■ **WHAT IS ASKED**
Starting at the line that contains "Where can the germinating" and running through the end of the entries, rewrite those lines with every "butterfly" changed to "moth" and nothing else altered.

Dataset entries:

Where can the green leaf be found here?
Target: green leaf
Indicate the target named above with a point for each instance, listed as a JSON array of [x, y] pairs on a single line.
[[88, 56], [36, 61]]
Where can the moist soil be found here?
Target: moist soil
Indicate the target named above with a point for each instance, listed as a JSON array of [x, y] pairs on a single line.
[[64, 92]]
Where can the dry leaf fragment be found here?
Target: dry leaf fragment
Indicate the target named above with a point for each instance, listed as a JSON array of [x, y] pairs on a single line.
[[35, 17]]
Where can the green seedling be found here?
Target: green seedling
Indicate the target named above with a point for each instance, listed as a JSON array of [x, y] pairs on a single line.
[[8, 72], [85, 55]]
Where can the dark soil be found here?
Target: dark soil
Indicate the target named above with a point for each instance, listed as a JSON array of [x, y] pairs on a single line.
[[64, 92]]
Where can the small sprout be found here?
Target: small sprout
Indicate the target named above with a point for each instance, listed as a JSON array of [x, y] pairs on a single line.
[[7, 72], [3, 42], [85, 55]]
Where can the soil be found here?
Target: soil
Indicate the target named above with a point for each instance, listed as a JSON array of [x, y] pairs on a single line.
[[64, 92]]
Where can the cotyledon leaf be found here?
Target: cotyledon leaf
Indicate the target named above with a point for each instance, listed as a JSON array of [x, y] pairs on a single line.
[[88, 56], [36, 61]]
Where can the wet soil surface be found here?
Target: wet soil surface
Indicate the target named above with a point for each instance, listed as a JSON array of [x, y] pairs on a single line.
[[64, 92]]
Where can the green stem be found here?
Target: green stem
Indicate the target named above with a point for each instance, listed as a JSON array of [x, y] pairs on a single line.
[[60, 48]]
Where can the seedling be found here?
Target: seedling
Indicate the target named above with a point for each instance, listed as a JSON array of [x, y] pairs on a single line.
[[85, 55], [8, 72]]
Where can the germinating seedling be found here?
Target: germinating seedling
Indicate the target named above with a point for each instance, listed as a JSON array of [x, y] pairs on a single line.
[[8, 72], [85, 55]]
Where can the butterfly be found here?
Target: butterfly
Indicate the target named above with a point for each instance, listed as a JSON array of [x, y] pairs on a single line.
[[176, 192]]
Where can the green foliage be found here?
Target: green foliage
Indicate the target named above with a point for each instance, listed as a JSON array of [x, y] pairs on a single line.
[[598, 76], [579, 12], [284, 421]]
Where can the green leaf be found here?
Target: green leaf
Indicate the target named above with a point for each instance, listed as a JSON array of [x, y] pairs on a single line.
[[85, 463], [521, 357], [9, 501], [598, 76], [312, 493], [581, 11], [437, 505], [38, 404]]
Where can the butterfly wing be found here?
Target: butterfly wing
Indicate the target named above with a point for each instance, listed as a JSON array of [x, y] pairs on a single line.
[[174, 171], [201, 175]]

■ **EXERCISE ANSWER**
Where can the germinating seedling be found here?
Target: germinating seedling
Indicate the target named above with a point for each instance, listed as a JSON array of [x, y] pairs on a single line.
[[8, 72], [85, 55]]
Where can the moth be found here?
Target: moth
Indicate the target named above with a point for each instance, listed as a JSON array of [x, y] pairs on a single line.
[[176, 192]]
Where can the green foliage be found here?
Target: green foliage
Indicate the target named above with a point for each instance, listed as a JSON array of [x, y] pairs on a single line.
[[598, 76], [579, 12], [284, 421]]
Where can the green leaf be found here?
Target: green leaf
Indicate the target named above with a point for each instance, listed as a JSON array of [x, y] pairs on a single line.
[[85, 463], [521, 357], [9, 501], [598, 76], [312, 493], [581, 11], [437, 505], [38, 404]]
Where can the moth wing be found here?
Target: moth wing
Indicate the target named above with a point for each instance, listed as a JSON array of [x, y] pairs on a single line.
[[174, 171], [201, 175]]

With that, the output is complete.